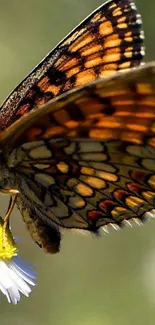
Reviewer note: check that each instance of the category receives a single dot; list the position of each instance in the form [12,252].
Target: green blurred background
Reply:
[110,280]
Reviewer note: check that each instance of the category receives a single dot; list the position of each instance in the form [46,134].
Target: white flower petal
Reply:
[15,278]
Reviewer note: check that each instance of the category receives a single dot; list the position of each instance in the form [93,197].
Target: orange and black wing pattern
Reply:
[110,39]
[120,107]
[95,166]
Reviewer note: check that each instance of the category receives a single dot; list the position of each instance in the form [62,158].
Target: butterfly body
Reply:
[83,158]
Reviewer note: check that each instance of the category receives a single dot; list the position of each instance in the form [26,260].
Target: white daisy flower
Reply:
[16,276]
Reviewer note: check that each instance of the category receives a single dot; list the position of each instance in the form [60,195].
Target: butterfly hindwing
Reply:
[87,184]
[110,39]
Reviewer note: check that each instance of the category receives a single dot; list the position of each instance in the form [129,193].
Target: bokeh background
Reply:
[109,280]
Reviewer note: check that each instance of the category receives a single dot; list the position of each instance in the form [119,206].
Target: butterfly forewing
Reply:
[104,171]
[122,107]
[110,39]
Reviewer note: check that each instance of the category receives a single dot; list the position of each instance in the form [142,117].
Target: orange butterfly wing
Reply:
[110,39]
[99,172]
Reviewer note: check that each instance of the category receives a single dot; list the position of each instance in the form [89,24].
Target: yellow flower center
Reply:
[8,247]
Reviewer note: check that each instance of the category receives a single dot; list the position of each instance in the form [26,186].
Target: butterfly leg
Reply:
[8,214]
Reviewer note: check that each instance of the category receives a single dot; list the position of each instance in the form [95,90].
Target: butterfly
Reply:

What this task involves: Return the lines of the listing where the string "orange" appears.

Answer section:
Target: orange and black wing pattern
Target: orange butterfly wing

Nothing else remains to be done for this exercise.